→ Supplied entries:
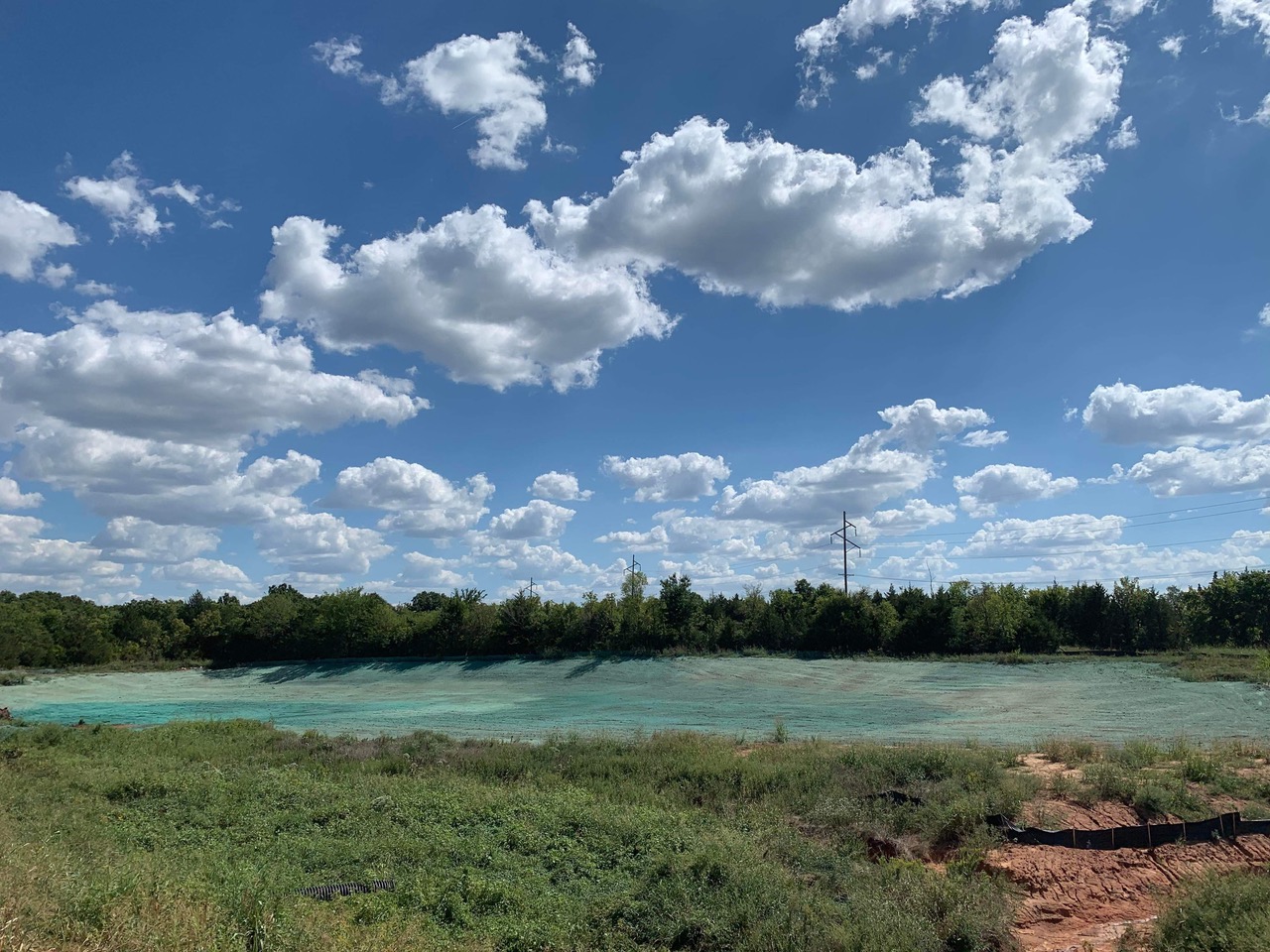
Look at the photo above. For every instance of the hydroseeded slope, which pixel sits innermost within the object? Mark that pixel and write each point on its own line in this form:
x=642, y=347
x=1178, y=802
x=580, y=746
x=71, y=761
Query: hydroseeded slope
x=893, y=701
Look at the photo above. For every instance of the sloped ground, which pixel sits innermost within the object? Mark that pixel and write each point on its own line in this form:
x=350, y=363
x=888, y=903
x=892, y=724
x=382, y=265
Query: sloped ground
x=1075, y=896
x=1079, y=900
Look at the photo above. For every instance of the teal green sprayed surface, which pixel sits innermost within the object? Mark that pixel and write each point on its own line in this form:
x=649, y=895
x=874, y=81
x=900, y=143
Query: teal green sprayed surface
x=887, y=701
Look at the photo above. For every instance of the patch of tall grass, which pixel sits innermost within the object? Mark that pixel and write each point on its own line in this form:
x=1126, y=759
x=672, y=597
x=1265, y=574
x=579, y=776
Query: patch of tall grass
x=198, y=835
x=1216, y=914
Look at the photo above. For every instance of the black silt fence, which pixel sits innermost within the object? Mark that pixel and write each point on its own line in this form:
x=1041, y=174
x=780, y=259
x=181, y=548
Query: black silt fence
x=345, y=889
x=1144, y=837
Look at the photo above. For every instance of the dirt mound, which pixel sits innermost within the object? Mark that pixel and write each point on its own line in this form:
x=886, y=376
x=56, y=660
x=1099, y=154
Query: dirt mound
x=1066, y=815
x=1076, y=898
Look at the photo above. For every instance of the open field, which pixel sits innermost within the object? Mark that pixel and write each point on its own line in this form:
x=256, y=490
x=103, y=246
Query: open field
x=198, y=835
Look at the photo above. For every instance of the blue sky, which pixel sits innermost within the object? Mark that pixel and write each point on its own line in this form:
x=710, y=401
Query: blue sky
x=426, y=296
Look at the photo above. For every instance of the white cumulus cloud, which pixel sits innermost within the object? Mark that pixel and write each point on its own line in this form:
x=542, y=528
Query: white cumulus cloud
x=579, y=63
x=855, y=21
x=1183, y=416
x=883, y=465
x=318, y=543
x=471, y=294
x=559, y=485
x=13, y=498
x=28, y=232
x=421, y=503
x=793, y=226
x=204, y=572
x=181, y=377
x=1125, y=136
x=489, y=79
x=30, y=560
x=1000, y=484
x=659, y=479
x=536, y=520
x=131, y=539
x=1245, y=14
x=1191, y=470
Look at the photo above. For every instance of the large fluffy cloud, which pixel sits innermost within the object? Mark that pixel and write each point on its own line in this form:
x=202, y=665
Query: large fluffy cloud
x=559, y=485
x=793, y=226
x=1245, y=14
x=28, y=232
x=991, y=486
x=485, y=77
x=855, y=21
x=883, y=465
x=318, y=543
x=123, y=197
x=182, y=377
x=659, y=479
x=471, y=294
x=204, y=572
x=1183, y=416
x=421, y=502
x=173, y=484
x=31, y=560
x=579, y=63
x=536, y=520
x=132, y=539
x=1191, y=471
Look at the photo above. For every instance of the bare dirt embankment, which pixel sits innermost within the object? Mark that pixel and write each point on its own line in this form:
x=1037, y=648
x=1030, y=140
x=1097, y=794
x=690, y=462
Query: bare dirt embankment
x=1078, y=900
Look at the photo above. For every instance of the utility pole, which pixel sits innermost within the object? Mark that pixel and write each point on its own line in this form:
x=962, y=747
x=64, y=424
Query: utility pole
x=634, y=567
x=846, y=540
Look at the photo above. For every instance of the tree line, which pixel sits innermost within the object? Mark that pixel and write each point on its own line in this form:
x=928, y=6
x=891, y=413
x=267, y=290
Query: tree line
x=49, y=630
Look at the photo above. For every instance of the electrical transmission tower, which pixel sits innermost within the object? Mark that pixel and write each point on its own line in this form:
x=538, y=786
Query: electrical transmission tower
x=634, y=567
x=846, y=540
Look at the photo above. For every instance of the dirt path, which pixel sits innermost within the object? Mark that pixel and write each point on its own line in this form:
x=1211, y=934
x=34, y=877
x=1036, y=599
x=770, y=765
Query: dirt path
x=1078, y=898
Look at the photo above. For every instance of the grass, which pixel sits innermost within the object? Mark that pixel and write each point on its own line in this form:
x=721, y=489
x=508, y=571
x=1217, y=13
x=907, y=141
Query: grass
x=1209, y=664
x=1214, y=914
x=1180, y=778
x=197, y=835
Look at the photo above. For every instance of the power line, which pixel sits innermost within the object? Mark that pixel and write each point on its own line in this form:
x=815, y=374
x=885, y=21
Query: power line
x=1105, y=548
x=846, y=542
x=1135, y=526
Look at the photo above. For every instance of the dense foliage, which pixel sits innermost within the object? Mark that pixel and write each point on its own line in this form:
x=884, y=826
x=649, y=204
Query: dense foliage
x=44, y=629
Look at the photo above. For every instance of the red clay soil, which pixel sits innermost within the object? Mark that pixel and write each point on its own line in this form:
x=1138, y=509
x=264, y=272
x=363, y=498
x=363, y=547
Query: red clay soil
x=1082, y=900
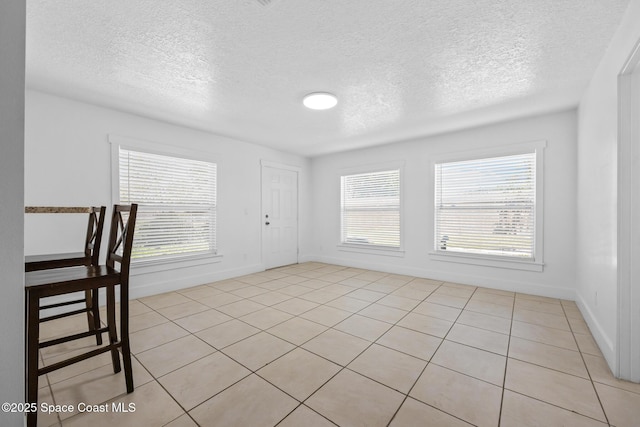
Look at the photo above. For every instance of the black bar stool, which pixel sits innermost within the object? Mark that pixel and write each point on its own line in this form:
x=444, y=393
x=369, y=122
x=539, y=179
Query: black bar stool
x=45, y=283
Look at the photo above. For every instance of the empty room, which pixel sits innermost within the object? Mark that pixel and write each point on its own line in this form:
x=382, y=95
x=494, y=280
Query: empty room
x=320, y=213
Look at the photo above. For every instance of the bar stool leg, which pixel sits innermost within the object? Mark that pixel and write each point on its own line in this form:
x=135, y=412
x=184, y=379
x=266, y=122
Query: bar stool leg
x=93, y=313
x=124, y=336
x=33, y=332
x=111, y=324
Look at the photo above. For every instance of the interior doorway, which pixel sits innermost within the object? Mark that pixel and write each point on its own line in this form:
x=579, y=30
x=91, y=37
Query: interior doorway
x=279, y=215
x=628, y=339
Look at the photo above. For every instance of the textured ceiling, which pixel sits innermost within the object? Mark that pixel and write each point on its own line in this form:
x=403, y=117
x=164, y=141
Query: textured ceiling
x=399, y=68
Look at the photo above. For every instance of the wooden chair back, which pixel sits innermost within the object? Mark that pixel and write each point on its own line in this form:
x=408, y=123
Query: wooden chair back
x=123, y=222
x=93, y=239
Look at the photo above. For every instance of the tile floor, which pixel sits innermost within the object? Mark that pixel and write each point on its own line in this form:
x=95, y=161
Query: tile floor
x=321, y=345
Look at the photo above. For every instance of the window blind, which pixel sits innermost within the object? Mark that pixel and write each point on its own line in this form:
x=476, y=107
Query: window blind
x=371, y=208
x=177, y=204
x=486, y=206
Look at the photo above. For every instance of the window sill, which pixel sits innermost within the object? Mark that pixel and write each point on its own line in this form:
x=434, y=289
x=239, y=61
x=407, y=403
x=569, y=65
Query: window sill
x=487, y=261
x=372, y=250
x=153, y=266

→ Requirement: Copy out the entire listing above line for line, from its first line through its last, without changing any wording or number. Leave the pictures out.

→ The solution:
Look at the photo above. For every instance of the hydroseeded slope, which pixel sits innermost within the object? Mark that pixel and write each point on its own line in this form:
x=642, y=347
x=1178, y=802
x=580, y=746
x=71, y=761
Query: hydroseeded slope
x=893, y=701
Look at the photo above. For every instance of the sloped ground, which pixel sits innermost within the object? Mark that pixel and write each point on its own line in this form:
x=350, y=363
x=888, y=903
x=892, y=724
x=382, y=265
Query: sloped ground
x=1075, y=896
x=1079, y=900
Look at the photo above. For every instance of the teal green sprayed surface, which pixel sits innermost within the object? Mark that pixel and write each point on its own line in this form:
x=649, y=895
x=874, y=81
x=900, y=143
Query: teal green sprayed surface
x=887, y=701
Look at the photo above. For every instance of the patch of tall grass, which pixel sits innermost within the object? Mark that pixel and write each point on its own line in this form:
x=1126, y=759
x=672, y=597
x=1265, y=574
x=579, y=776
Query: patch of tall grass
x=198, y=835
x=1216, y=914
Look at the photo above. For every instance of the black silt fence, which pixel sits innermost within the object? Mark that pixel and write each point on its own line in this form:
x=1041, y=174
x=780, y=259
x=181, y=548
Query: black silt fence
x=345, y=889
x=1144, y=837
Look at the photo above. For every instance of the dirt mound, which pixel sits innermost within the object? Mark that pixel and write each point on its own line in this form:
x=886, y=376
x=56, y=660
x=1099, y=154
Query: dirt mound
x=1066, y=815
x=1076, y=898
Look at the photo above. For every instance of the open field, which pixel sits innermost within the object? Mark that pixel and write each point on its own line in this form:
x=256, y=490
x=103, y=246
Query: open field
x=198, y=835
Look at the photo above. For every instance of the blue sky, which pixel sits innermost within the object? Mark that pixel and write each point on its own line in this form:
x=710, y=401
Query: blue sky
x=426, y=296
Look at the photo above. For every instance of the white cumulus cloud, which pixel sits innermost within the object? Mark that pixel and write each point on its own line in this form:
x=542, y=528
Query: white cumulus cloud
x=579, y=63
x=855, y=21
x=1183, y=416
x=883, y=465
x=318, y=543
x=471, y=294
x=559, y=485
x=13, y=498
x=28, y=232
x=421, y=503
x=793, y=226
x=204, y=572
x=181, y=377
x=1125, y=136
x=489, y=79
x=30, y=560
x=1000, y=484
x=659, y=479
x=536, y=520
x=131, y=539
x=1245, y=14
x=1191, y=470
Look at the photo above. For every instance of the large fluffy cloud, which pixel sits innermost within the object? Mark that pixel and write each point on its own line in this form:
x=202, y=665
Query: large fluffy cloud
x=559, y=485
x=793, y=226
x=1245, y=14
x=28, y=232
x=991, y=486
x=485, y=77
x=855, y=21
x=883, y=465
x=318, y=543
x=123, y=197
x=182, y=377
x=659, y=479
x=471, y=294
x=204, y=572
x=1183, y=416
x=421, y=502
x=173, y=484
x=31, y=560
x=579, y=63
x=536, y=520
x=132, y=539
x=1191, y=471
Look at the photo above. For every instance of the bare dirt embankment, which pixel sits innermost within the object? Mark that pixel and write each point on its own line in this form:
x=1037, y=648
x=1030, y=140
x=1097, y=794
x=690, y=462
Query: bare dirt embankment
x=1078, y=900
Look at the photo above. For every instance of the utility pole, which pixel sits innermost within the object? Mark that pixel and write each point on its own line in this form:
x=962, y=747
x=64, y=424
Query: utility pole
x=634, y=567
x=846, y=540
Look at the photo above. For every instance of the tree line, which pixel sits innermost within the object? Mark that pixel and write each point on its own line in this form:
x=928, y=6
x=891, y=413
x=267, y=290
Query: tree line
x=49, y=630
Look at the photo above. For every instance of the electrical transmission tower, which pixel sits innermost within the object? Mark that pixel and write each point on its own line in this form:
x=538, y=786
Query: electrical transmission tower
x=634, y=567
x=846, y=540
Look at the photo above. For every instance of the dirt path, which pixel sits innermost within the object? Mark that pixel and write each point on its own line in this form:
x=1211, y=934
x=34, y=877
x=1036, y=599
x=770, y=765
Query: dirt path
x=1078, y=898
Look at the photo above. For every instance of the grass, which pixel sits innermost within the object? Mark that pixel and write each point on its own line in this form:
x=721, y=489
x=508, y=571
x=1217, y=13
x=907, y=141
Query: grass
x=1209, y=664
x=1214, y=914
x=1180, y=778
x=197, y=835
Look at the photo above. For every instance of the power line, which pixel sits innermost within the object? Mark that pixel and write each point on its own line in this form:
x=815, y=374
x=885, y=21
Query: power line
x=1105, y=548
x=846, y=542
x=1135, y=526
Look at the photo above. For every instance of the dense foliage, which pixel sits innermost within the object? Mark that pixel and write each point on its own line in this form:
x=884, y=826
x=649, y=204
Query: dense foliage
x=44, y=629
Look at the photo above. For every instance of the red clay soil, which pixel sits innermost within the object? Mark that pixel and write each point on its own line in this form:
x=1138, y=509
x=264, y=272
x=363, y=498
x=363, y=547
Query: red clay soil
x=1082, y=900
Look at the photo above. For every instance of the black bar stool, which pixel sits innermost within the object? Mark that pixel and write each point on its own line in this form:
x=444, y=393
x=369, y=122
x=539, y=179
Query: black bar stool
x=45, y=283
Look at the photo above. For every instance of the empty room, which pixel sits innermost within the object? Mark that pixel and write each point on its own line in this form:
x=382, y=95
x=494, y=280
Query: empty room
x=320, y=213
Look at the photo above. For every instance of the bar stool leg, which pixel sits innermost within the object? Mark that pixel and write each point on its own line in this form:
x=135, y=412
x=184, y=379
x=266, y=122
Query: bar stool leg
x=93, y=313
x=124, y=336
x=33, y=332
x=111, y=324
Look at the photo above. For every instance of the interior doorway, which pixel sits innermost within the object? Mark that pixel and write each point on its own line in this form:
x=579, y=30
x=91, y=37
Query: interior doorway
x=279, y=215
x=628, y=339
Look at the photo above. For every instance of the textured ceiling, which pixel sits innermost within the object? Mark that pixel and write each point on its own line in this form:
x=403, y=117
x=164, y=141
Query: textured ceiling
x=399, y=68
Look at the photo above. For every instance of the wooden chair back, which pixel sits innermost within the object? Mark that pixel and write each point on its own line in this form:
x=408, y=123
Query: wooden chair back
x=123, y=222
x=93, y=239
Look at the photo above. For every instance of the tile floor, which pixel sits innermost within the object? Mark that pixel and write each point on its own line in this form:
x=95, y=161
Query: tile floor
x=321, y=345
Look at the photo above. For every instance of the window blind, which pixel sits innermost within the object? Mark that pixel and write each point on its own line in this form:
x=476, y=107
Query: window blind
x=371, y=208
x=177, y=204
x=486, y=206
Look at the photo above. For every instance of the window sill, which pixel sits innermost within the object? Mark that pixel and write each point on its own line in this form:
x=434, y=289
x=239, y=61
x=407, y=403
x=569, y=65
Query: window sill
x=487, y=261
x=372, y=250
x=153, y=266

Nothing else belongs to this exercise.